Sex sells, or so the old adage goes. Which perhaps explains why everywhere you turn – the billboard on the side of the highway, the advert on the subway – images of scantily clad women are used to push everything from fast food to clothes.
For proof of how deeply rooted sexism is in advertising, look no further than this video, which in less than three weeks has been viewed almost 1.5 million times.
(Warning: This video contains some graphic content)
The viral video is part of the #WomenNotObjects campaign, the brainchild of Madonna Badger, an advertising executive. Speaking to the Wall Street Journal when the campaign launched, Badger admitted she has in the past been part of the problem – she worked on Calvin Klein’s controversial underwear adverts, for example. But after losing her three young daughters in a house fire, she set out to demonstrate the damaging impact these adverts can have on girls and women.
There’s ample research to support her crusade. In 2007, the American Psychological Association found that the sexual objectification of women in magazines, movies, TV shows and websites is linked to mental health problems, eating disorders, low self-esteem and depression in girls and women. “The consequences of the sexualization of girls in media today are very real and are likely to be a negative influence on girls’ healthy development,” the head of the APA task force said at the time.

* Data section
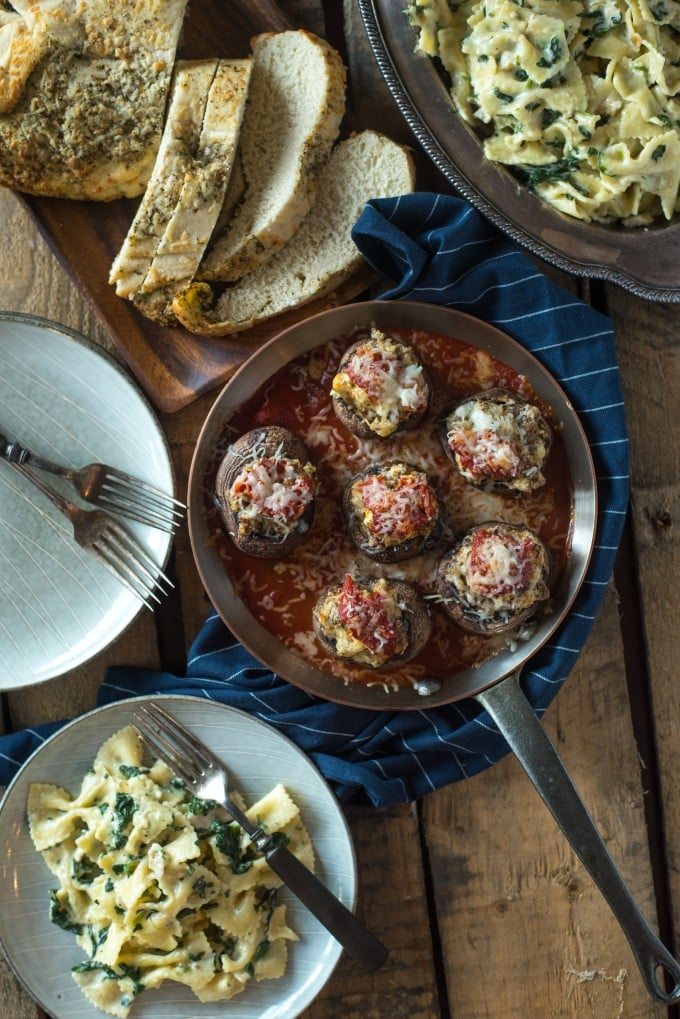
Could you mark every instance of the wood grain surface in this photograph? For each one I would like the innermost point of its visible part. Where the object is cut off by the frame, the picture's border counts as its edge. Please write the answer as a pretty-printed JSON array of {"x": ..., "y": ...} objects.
[{"x": 485, "y": 909}]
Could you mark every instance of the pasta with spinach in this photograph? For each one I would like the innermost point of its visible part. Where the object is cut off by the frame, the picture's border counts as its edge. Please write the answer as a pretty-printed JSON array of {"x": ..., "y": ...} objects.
[
  {"x": 152, "y": 896},
  {"x": 580, "y": 99}
]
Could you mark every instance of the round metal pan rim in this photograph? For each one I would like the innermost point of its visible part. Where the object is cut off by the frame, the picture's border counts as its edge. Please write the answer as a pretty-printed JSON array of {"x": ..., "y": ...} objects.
[
  {"x": 314, "y": 331},
  {"x": 445, "y": 163}
]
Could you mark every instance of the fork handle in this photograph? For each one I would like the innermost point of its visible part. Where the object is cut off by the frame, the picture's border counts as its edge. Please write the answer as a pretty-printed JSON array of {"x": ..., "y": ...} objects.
[
  {"x": 19, "y": 456},
  {"x": 364, "y": 948},
  {"x": 67, "y": 507}
]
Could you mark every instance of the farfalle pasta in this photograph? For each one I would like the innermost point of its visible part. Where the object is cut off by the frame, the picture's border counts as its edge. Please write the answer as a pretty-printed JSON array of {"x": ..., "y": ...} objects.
[
  {"x": 581, "y": 100},
  {"x": 152, "y": 897}
]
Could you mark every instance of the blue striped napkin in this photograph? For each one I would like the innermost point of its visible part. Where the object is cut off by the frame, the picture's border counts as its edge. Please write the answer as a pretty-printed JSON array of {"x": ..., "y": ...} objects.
[{"x": 437, "y": 249}]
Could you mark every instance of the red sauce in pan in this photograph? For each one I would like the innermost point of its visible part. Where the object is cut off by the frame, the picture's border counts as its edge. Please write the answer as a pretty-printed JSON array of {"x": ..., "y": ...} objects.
[{"x": 281, "y": 593}]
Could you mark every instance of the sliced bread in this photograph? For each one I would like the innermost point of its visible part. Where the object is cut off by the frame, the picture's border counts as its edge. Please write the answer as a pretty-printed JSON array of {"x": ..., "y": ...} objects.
[
  {"x": 295, "y": 107},
  {"x": 180, "y": 136},
  {"x": 202, "y": 195},
  {"x": 320, "y": 256}
]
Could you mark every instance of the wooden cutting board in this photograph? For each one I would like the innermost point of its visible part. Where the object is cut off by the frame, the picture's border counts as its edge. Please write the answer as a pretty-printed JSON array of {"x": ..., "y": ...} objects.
[{"x": 172, "y": 366}]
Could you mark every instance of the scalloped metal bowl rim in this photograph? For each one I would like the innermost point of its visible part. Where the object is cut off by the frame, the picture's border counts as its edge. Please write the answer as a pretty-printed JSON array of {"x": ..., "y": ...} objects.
[
  {"x": 274, "y": 355},
  {"x": 451, "y": 171}
]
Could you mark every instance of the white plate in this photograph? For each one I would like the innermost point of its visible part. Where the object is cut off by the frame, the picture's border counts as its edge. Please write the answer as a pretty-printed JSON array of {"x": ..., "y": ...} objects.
[
  {"x": 65, "y": 400},
  {"x": 258, "y": 757}
]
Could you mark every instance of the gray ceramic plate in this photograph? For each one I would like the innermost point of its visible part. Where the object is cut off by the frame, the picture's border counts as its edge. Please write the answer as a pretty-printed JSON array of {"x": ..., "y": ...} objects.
[
  {"x": 643, "y": 261},
  {"x": 65, "y": 400},
  {"x": 258, "y": 757}
]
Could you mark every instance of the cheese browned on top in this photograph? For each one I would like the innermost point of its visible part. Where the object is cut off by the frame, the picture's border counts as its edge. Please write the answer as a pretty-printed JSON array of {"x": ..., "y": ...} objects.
[
  {"x": 499, "y": 569},
  {"x": 382, "y": 381},
  {"x": 83, "y": 90}
]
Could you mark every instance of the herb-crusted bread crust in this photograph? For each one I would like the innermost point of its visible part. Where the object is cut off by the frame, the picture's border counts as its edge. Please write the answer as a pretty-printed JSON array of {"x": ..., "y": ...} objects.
[
  {"x": 292, "y": 120},
  {"x": 83, "y": 92}
]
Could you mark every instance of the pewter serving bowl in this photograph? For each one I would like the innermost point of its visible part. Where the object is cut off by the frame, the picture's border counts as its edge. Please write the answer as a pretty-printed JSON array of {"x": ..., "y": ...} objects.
[{"x": 642, "y": 260}]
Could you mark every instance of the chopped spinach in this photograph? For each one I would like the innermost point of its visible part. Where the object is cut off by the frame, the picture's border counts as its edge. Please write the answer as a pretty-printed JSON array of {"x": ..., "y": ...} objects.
[
  {"x": 131, "y": 770},
  {"x": 60, "y": 916},
  {"x": 129, "y": 972},
  {"x": 202, "y": 807},
  {"x": 123, "y": 809},
  {"x": 599, "y": 25},
  {"x": 504, "y": 97},
  {"x": 201, "y": 887},
  {"x": 265, "y": 899},
  {"x": 227, "y": 840},
  {"x": 560, "y": 170},
  {"x": 84, "y": 871},
  {"x": 548, "y": 117},
  {"x": 97, "y": 937},
  {"x": 260, "y": 951},
  {"x": 553, "y": 55}
]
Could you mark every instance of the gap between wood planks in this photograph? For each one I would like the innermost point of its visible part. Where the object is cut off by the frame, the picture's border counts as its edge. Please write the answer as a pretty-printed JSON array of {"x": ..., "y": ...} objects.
[{"x": 639, "y": 696}]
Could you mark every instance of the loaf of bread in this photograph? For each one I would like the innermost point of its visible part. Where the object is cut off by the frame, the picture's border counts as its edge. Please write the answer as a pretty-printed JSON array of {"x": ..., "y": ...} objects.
[
  {"x": 293, "y": 117},
  {"x": 320, "y": 256},
  {"x": 180, "y": 137},
  {"x": 83, "y": 92},
  {"x": 202, "y": 195}
]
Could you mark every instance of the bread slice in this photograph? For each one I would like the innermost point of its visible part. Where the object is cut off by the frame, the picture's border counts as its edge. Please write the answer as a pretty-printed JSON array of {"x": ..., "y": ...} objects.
[
  {"x": 180, "y": 135},
  {"x": 320, "y": 256},
  {"x": 295, "y": 107},
  {"x": 189, "y": 229}
]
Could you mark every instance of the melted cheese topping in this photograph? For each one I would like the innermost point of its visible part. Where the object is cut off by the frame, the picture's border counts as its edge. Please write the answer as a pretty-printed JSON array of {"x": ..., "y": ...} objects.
[
  {"x": 395, "y": 505},
  {"x": 271, "y": 494},
  {"x": 499, "y": 570},
  {"x": 364, "y": 621},
  {"x": 501, "y": 440},
  {"x": 383, "y": 382}
]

* Tasks for this exercise
a – According to the passage on sexism in advertising, which advertising executive came up with the #WomenNotObjects campaign?
b – Carry on the passage on sexism in advertising, starting after its final sentence.
The rows are separate material with no connection to the passage on sexism in advertising.

* Exercise results
a – Madonna Badger

b –
And it’s not just damaging to girls and women: it could also be harming those companies that use these methods to advertise their products. Another more recent APA study found that far from making a brand seem more appealing, sex – as well as violence – were off-putting and distracting: “Sex and violence do not sell, and in fact may even backfire by impairing memory, attitudes and buying intentions for advertised products,” one of the researchers told the Telegraph.
While the world of advertising is still very much male dominated, those companies that turn their backs on Mad Men-era tactics could win over some very powerful customers: women control around 70% of global consumer spending.